### Your goal:
Your task is to reproduce the listing exactly, without its images.

### Data for this exercise:
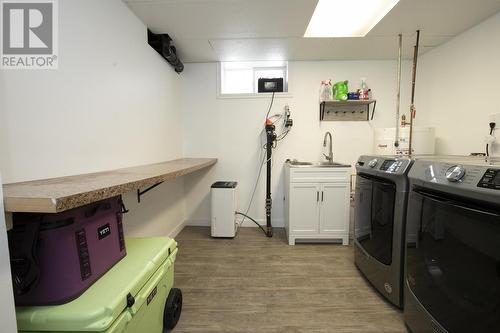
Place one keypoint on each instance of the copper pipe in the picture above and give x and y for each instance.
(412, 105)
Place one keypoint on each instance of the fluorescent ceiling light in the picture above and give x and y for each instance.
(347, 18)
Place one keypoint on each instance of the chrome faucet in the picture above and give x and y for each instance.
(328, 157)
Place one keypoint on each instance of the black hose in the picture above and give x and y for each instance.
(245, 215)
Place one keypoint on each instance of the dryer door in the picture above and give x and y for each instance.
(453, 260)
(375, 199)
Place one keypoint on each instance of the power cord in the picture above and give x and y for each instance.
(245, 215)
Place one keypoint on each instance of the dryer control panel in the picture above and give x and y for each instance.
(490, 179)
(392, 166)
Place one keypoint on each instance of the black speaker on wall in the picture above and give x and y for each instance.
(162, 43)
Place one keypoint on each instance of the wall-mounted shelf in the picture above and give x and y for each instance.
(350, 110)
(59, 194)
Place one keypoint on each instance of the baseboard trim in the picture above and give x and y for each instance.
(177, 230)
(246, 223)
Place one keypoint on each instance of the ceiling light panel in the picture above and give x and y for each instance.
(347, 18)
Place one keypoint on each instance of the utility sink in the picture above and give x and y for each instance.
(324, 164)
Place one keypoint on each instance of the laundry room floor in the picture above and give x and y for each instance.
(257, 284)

### Finished task:
Place one keypoint on each instance of the copper pipe in the picture above and give x and y for each instance.
(412, 105)
Place one keypoint on each instance of the fluorescent ceiling light in the picture above and give x and y for each instance.
(347, 18)
Place one keypoint on each instance of the chrome faucet in the picture above and give x and y for each instance.
(328, 157)
Place one keypoint on each instance of the black hose in the picture above and give x and y for each instance.
(245, 215)
Place one keypoint on each instance of the dryer door in the picture above and give x and y for each instance.
(453, 260)
(375, 199)
Place one keypoint on each instance of the power cord in the picture above and give x and y for each instance.
(245, 215)
Place one keypoint on each instance of the dryer control panel in the picture above and give x and y for each instance.
(490, 179)
(392, 166)
Place one keypoint on each instance of the black speaker on wall in the picture above and give x and y for each instance.
(162, 43)
Place one keypoint on each instance of the wall-mounted shelf in the picture above and give x and y for each instance.
(350, 110)
(59, 194)
Place one keypoint on each instance of the baseboard trim in the picture above and give x and y for each instance.
(177, 230)
(246, 223)
Place one keypoint on each instance of the ceiling light panel in the picture above and give x and y for each instance.
(347, 18)
Place one keypoint on each instance of the utility sink in the picture above and give x and y for each instance.
(324, 164)
Place one keypoint on each instance of the laundry room floor in the picture above and give x and y for each instance.
(257, 284)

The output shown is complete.